── SOURCE INFORMATION

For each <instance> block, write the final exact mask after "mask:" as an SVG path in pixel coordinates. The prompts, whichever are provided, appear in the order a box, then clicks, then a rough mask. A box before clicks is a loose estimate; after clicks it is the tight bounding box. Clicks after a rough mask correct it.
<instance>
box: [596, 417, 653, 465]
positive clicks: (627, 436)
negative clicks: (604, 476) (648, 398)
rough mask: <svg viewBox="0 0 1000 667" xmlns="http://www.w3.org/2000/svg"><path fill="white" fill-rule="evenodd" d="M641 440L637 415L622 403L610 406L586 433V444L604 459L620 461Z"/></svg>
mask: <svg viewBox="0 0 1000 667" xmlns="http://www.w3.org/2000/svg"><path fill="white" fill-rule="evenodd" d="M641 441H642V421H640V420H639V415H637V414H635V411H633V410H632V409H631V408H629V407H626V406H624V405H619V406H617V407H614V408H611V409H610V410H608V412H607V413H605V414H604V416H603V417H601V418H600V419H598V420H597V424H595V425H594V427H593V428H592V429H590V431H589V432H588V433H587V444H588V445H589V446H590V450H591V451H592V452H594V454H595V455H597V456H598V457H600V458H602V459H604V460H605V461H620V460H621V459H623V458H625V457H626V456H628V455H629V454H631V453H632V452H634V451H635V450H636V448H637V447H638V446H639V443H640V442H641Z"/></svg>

────
── SOURCE INFORMATION

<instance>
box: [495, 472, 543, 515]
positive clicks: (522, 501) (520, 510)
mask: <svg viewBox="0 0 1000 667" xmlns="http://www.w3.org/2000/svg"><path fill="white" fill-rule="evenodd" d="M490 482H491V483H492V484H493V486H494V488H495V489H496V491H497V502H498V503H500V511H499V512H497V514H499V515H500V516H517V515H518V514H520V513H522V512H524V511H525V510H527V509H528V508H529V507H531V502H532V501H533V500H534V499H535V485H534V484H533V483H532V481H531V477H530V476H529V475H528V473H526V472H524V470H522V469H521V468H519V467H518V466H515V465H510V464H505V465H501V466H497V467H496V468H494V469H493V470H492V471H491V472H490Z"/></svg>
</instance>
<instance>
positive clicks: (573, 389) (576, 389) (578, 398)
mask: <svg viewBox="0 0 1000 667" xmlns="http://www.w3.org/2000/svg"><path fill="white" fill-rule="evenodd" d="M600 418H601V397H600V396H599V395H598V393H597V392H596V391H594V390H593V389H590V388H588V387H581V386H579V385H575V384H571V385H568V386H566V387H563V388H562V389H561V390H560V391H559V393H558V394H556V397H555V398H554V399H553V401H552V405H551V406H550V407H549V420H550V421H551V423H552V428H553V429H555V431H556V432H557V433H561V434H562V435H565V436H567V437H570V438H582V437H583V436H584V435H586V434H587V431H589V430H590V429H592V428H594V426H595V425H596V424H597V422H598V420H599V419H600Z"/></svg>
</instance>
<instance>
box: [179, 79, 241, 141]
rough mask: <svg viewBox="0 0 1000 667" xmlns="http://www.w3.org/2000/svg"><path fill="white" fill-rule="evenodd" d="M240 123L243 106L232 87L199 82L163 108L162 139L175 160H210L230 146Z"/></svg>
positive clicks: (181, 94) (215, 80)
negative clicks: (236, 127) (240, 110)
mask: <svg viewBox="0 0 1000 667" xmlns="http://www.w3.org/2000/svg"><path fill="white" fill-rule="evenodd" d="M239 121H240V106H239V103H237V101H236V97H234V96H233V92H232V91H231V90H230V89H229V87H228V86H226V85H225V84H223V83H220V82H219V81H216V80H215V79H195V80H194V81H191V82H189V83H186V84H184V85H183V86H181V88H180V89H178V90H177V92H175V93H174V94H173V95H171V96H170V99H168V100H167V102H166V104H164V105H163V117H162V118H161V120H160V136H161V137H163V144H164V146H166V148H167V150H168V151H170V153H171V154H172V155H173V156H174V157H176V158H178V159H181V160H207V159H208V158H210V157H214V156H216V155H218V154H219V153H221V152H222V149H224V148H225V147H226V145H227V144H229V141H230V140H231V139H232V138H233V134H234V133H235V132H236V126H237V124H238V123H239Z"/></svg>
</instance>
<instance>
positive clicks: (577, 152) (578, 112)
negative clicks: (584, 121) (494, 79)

────

- [INSTRUCTIONS TO FOLLOW]: Return every line of the records, unchanged, from the line containing "For each <instance>" down to the line containing "box: [596, 417, 653, 465]", with both of those lines included.

- [RESPONSE]:
For each <instance> block, write the final exact mask after "mask:" as an SVG path in pixel coordinates. The prompts, whichever are provided, appear in the order a box, then clicks, then a rough mask. A box before clicks is a loose estimate; after clicks it is the tight bounding box. Clicks after a rough mask correct it.
<instance>
box: [596, 417, 653, 465]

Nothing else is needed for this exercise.